■ **Aim of the exercise**: In the discussion of online grocery shopping, which provider is named as the only one that delivers to the writer's suburb?

■ **Text block**:
═══
I was also curious about this, I assumed the competition between UPS and Fedex was fierce enough to keep them both fairly innovative, but it sounds like Amazon is finding room for improvement...
I'm not so sure about the online grocery thing. Won't people want to touch their food before buying it?
I say that somewhat ironically, because of course that's exactly what everyone said about online shopping from the beginning. So it's a safe bet, I think, that online grocery will grow and ultimately own a substantial chunk of the market.
I would love to read more about start-ups in this space. Every interface for ordering groceries, including Amazon's, is just frustratingly bad. It's even harder to get ordering right for groceries than it is for take-out!
"Build a better way to buy groceries online" sounds like a great idea. As long as you're cool with Walmart Labs acquiring you in a couple weeks/months/years.
We've actually stopped buying fresh produce from online groceries because the quality / freshness has been consistently poor or in some cases (meat) even declined.
We've only had the opportunity to try Coles Online (Australia) because they're the only provider that delivers to my suburb. I'm sure others have better experiences, but it's interesting that the initial concerns played out.
We use online groceries for dry foods, nappies etc.
Webvan in Dotcom 1.0 consistently did better quality produce than Safeway. I didn't understand Whole Foods/etc. back then, but I'm pretty sure the quality was essentially what I get at Berkeley Bowl or Whole Foods today.
I don't think "good quality produce without touching it" is impossible to solve.
If they're already sending large trucks from their warehouses to every block in an area everyday, it's relatively cheap to include other large delivery items when ordered.
Yes, Fulfilled by Amazon is all about storing 3rd party inventory in the Amazon warehouses. At my current company, all of our e-commerce enabled goods are in Amazon warehouses (about 20,000 units all told at the moment).
═══
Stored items

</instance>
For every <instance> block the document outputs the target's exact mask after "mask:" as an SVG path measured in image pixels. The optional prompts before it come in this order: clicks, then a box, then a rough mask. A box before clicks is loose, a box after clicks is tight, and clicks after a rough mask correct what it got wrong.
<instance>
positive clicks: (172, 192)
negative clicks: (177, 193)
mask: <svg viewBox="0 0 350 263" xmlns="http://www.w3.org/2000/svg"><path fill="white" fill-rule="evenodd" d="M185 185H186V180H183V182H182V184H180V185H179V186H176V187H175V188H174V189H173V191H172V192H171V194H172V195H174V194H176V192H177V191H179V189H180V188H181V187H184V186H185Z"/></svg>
═══
■ **Result for this task**: Coles Online (Australia)